§ **WRITTEN PROBLEM**
Return the entries below in their exact form, leaving the pictures out.

# Start of RECORDS

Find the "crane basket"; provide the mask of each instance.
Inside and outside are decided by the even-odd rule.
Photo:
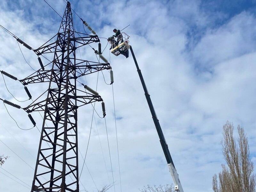
[[[130,49],[129,37],[130,36],[123,32],[116,37],[113,37],[109,41],[111,45],[111,51],[116,56],[118,56]]]

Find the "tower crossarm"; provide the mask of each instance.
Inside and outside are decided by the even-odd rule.
[[[77,44],[76,47],[76,48],[92,43],[100,42],[100,39],[97,35],[88,35],[87,36],[72,38],[70,39],[70,40],[73,41]]]
[[[104,69],[110,69],[111,67],[108,63],[99,63],[76,59],[75,68],[76,76],[79,77]]]
[[[74,31],[72,32],[73,33],[74,32]],[[50,42],[56,36],[58,37],[57,40],[47,44],[47,43]],[[77,43],[76,46],[74,47],[74,48],[76,49],[79,47],[91,43],[100,42],[100,39],[97,35],[89,35],[88,36],[67,38],[63,36],[63,34],[59,33],[42,46],[34,50],[34,51],[37,55],[40,55],[44,53],[54,53],[55,52],[64,52],[67,51],[66,48],[68,41],[71,42],[73,42],[74,44],[75,44],[75,43]]]
[[[44,71],[38,70],[28,76],[19,81],[24,85],[31,83],[49,82],[52,71],[54,73],[58,73],[57,70],[53,71],[52,69]]]
[[[46,92],[48,91],[47,90],[32,103],[27,107],[23,108],[23,109],[28,113],[33,111],[45,111],[46,105],[47,106],[47,110],[48,112],[50,112],[51,111],[58,111],[61,108],[62,106],[63,107],[62,108],[65,109],[64,106],[66,104],[65,94],[63,94],[61,95],[62,94],[61,93],[60,97],[59,97],[58,95],[59,93],[55,91],[54,89],[53,89],[51,90],[51,97],[49,98],[46,98],[43,100],[39,100],[39,99]],[[75,100],[77,101],[77,104],[76,106],[77,107],[77,108],[95,101],[103,101],[100,95],[94,95],[90,93],[86,92],[77,89],[76,89],[76,91],[81,92],[83,94],[86,95],[77,95],[76,96],[72,95],[68,95],[68,97],[69,100]],[[37,101],[38,100],[40,101]]]

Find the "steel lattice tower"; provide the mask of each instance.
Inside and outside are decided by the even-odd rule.
[[[98,95],[77,88],[76,79],[103,69],[108,63],[100,63],[76,58],[76,50],[99,42],[97,35],[80,34],[74,25],[70,4],[67,4],[58,33],[33,51],[39,56],[54,53],[52,69],[43,68],[20,80],[24,85],[49,82],[49,88],[35,102],[24,108],[27,112],[43,111],[44,116],[31,192],[77,192],[78,167],[77,111],[81,106],[102,101]],[[57,37],[56,41],[50,43]],[[46,99],[41,98],[47,94]]]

# End of RECORDS

§ **RESPONSE TO THIS TASK**
Find the "crane basket"; provide the mask of each instance.
Inside and outside are decided by the even-odd rule.
Photo:
[[[130,49],[129,37],[130,36],[123,32],[116,37],[113,37],[109,41],[111,45],[111,51],[116,56],[118,56]]]

Find the "tower crossarm"; provide the mask of each instance.
Inside and outside are decided by the even-odd rule.
[[[77,44],[76,47],[76,48],[92,43],[100,42],[100,39],[97,35],[88,35],[87,36],[72,38],[70,39],[70,40],[73,41]]]
[[[104,69],[110,69],[111,67],[108,63],[99,63],[76,59],[75,68],[76,76],[79,77]]]
[[[74,31],[72,32],[73,33],[74,32]],[[50,42],[56,36],[58,37],[57,40],[47,44],[47,43]],[[77,43],[76,46],[74,47],[74,48],[76,49],[79,47],[91,43],[100,42],[100,39],[97,35],[89,35],[88,36],[67,38],[63,36],[63,34],[59,33],[42,46],[34,50],[34,51],[37,55],[40,55],[44,53],[54,53],[55,52],[64,52],[67,51],[66,48],[68,41],[71,42],[73,42],[74,44],[75,44],[75,43]]]
[[[44,71],[38,70],[28,76],[19,81],[24,85],[31,83],[49,82],[52,71],[54,73],[58,73],[57,70],[53,71],[52,69]]]
[[[46,92],[48,91],[47,90],[32,103],[27,107],[23,108],[23,109],[28,113],[33,111],[45,111],[46,105],[47,106],[47,110],[48,112],[50,112],[51,111],[58,111],[61,108],[62,106],[63,107],[62,108],[65,109],[64,106],[66,104],[65,94],[63,94],[61,95],[62,94],[61,93],[60,97],[59,97],[58,95],[59,93],[55,91],[54,89],[53,89],[51,90],[51,97],[49,98],[46,98],[43,100],[39,100],[39,99]],[[75,100],[77,101],[77,104],[76,106],[77,107],[77,108],[95,101],[103,101],[100,95],[94,95],[90,93],[86,92],[77,89],[76,89],[76,91],[81,92],[83,94],[86,95],[77,95],[76,96],[72,95],[68,95],[68,97],[69,100]],[[37,101],[38,100],[40,101]]]

Find the "steel lattice tower"; provide the mask of each instance.
Inside and outside are decided by the even-odd rule.
[[[98,95],[77,88],[76,79],[103,69],[108,63],[100,63],[76,58],[76,50],[99,42],[97,35],[80,34],[74,25],[70,4],[67,4],[58,33],[33,51],[39,56],[54,53],[52,69],[43,68],[20,80],[24,85],[49,82],[49,88],[35,102],[24,108],[27,112],[43,111],[44,116],[31,192],[77,192],[78,167],[77,111],[81,106],[102,101]],[[57,37],[56,41],[50,43]],[[46,99],[41,98],[47,94]]]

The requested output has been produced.